### What you will do:
1 - In the text about Ollama, which CUDA version is the writer's GPU running, and which version does the newest pytorch require?
2 - Decide whether each statement agrees with the text about Ollama: (a) Ollama has auth enabled by default. (b) Gemma3 worked well. (c) LLava ran successfully. For each, answer yes or no and quote the deciding words.
3 - List every model name that the text about Ollama mentions.

### Text:
But wait, there's more! Using pyodide we can run python code snippets within browser. I originally thought this enables the agent to run the code itself and iterate on that, but no. Anyway, it works:

code_execution
Qwen3:8B thinking is my spirit model. The anxious self-assuring when thinking on the even slightest details is truly something else.

The default text-to-speech and speech-to-text worked too! Later I've learned that they use faster-whisper. But I'll have to admit I don't care that much about these features, I am more comfortable with a keyboard and reading.

Errors

As the features with built-in models use pytorch, I can't use them on the GPU due to this error:

no_cuda_for_torch
Maybe these are the CUDA issues people were crying about.

It would be a boring article if it were that easy anyway. So let's pull our sleeves up and dive in. I want to learn about how all this works anyway.

Picking apart Ollama

Clone the repo some source code reading to figure out how it's set up.

The devs made a reasonable decision to use go for the "high-level" functions and include GGML C library for working with GPUs. Apparently, there's a "C" pseudopackage that enables you to glue these languages together.

The high level functions are various and plentiful. We have a built-in server that serves OpenAI-like API, command line interface, model management, thinking detection, tool calls, built-in browser and web-search for the LLMs, embedding support, multimodal support oh my!

What it misses is some auth enabled by default. Run it on a public internet and you enable the attackers to abuse your GPU.

Yea, I think I am not reimplementing all of that, kudos to the ollama team. Here are some things that caught my attention:

GGML in C

The C workhorse is GGML. That's a tensor library for machine learning. Of course, there are python alternatives like tensorflow. If you'd like to explore GGML in depth, here's an intro. Beware though, the authors claim that there might appear breaking changes anytime.

Later I've realized, that I am running CUDA sm_61. This seems to be compatible with GGML, but not the newest pytorch (requireds sm_70). So all of my local models would need to run here, unless I try a downgraded version of pytorch.

As I was trying various models, I wasn't able to run LLava at all. After googling for a while, I think I hit this bug in GGML. I've tried Gemma3 (since it supports vision) and it works well.

Importing Your Own Models

We have several options of implementing custom models. These include GGUF files, safetensors adapters/models (like you can see on hugging face, e.g. here).

A nice quality of life feature is direct support for hugging face imports. All you have to do is to find the thing and set ollama run hf.co/{username}/{repository}.

It also makes it quite easy to use your fine-tuned local models. That's an attractive feature for people with a stronger GPU to spare.

### Data provided:
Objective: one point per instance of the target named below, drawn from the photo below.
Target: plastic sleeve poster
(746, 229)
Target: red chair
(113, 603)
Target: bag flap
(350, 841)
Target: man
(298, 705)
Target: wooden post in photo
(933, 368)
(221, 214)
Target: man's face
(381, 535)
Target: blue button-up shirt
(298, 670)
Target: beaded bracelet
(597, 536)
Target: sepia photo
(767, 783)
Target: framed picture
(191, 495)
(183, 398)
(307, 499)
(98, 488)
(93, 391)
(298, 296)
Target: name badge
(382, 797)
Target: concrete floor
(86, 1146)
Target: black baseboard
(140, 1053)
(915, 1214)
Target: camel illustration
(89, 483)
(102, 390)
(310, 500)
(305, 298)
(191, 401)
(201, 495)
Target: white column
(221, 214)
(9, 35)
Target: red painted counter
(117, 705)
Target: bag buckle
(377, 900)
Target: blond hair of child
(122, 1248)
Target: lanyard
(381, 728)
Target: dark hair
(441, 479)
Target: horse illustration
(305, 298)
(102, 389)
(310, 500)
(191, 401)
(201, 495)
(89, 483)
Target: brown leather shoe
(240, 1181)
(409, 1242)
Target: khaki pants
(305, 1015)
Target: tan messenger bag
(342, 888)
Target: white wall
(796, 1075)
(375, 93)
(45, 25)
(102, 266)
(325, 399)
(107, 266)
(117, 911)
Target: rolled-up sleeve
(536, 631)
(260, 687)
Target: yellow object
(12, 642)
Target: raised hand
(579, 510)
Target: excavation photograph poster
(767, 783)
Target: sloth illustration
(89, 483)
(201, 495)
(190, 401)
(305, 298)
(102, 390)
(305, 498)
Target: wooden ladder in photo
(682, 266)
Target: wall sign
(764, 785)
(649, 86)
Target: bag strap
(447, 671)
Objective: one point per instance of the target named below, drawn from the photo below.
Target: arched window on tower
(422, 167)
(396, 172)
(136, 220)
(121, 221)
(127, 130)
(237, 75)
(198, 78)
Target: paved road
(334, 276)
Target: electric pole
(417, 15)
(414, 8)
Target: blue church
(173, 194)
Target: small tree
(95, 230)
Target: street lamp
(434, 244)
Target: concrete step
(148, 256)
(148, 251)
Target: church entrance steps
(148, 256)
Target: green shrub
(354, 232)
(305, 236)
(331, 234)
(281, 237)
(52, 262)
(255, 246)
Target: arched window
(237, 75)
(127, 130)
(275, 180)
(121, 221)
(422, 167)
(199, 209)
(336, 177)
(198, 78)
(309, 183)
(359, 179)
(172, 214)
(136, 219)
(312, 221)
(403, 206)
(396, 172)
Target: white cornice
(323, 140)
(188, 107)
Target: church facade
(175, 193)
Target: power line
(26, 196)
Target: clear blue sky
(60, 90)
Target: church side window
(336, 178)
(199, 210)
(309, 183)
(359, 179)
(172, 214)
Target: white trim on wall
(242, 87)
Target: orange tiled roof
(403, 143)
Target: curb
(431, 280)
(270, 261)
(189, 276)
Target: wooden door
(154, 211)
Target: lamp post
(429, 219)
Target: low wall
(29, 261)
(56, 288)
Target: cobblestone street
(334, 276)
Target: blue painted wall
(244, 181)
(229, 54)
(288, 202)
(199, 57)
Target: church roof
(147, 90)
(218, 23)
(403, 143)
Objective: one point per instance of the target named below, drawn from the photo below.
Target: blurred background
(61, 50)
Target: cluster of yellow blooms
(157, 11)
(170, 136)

### Task answers:
1 - The GPU runs CUDA sm_61, and the newest pytorch requires sm_70.

2 -
(a) No: "What it misses is some auth enabled by default."
(b) Yes: "I've tried Gemma3 (since it supports vision) and it works well."
(c) No: "I wasn't able to run LLava at all."

3 - Qwen3:8B, LLava, Gemma3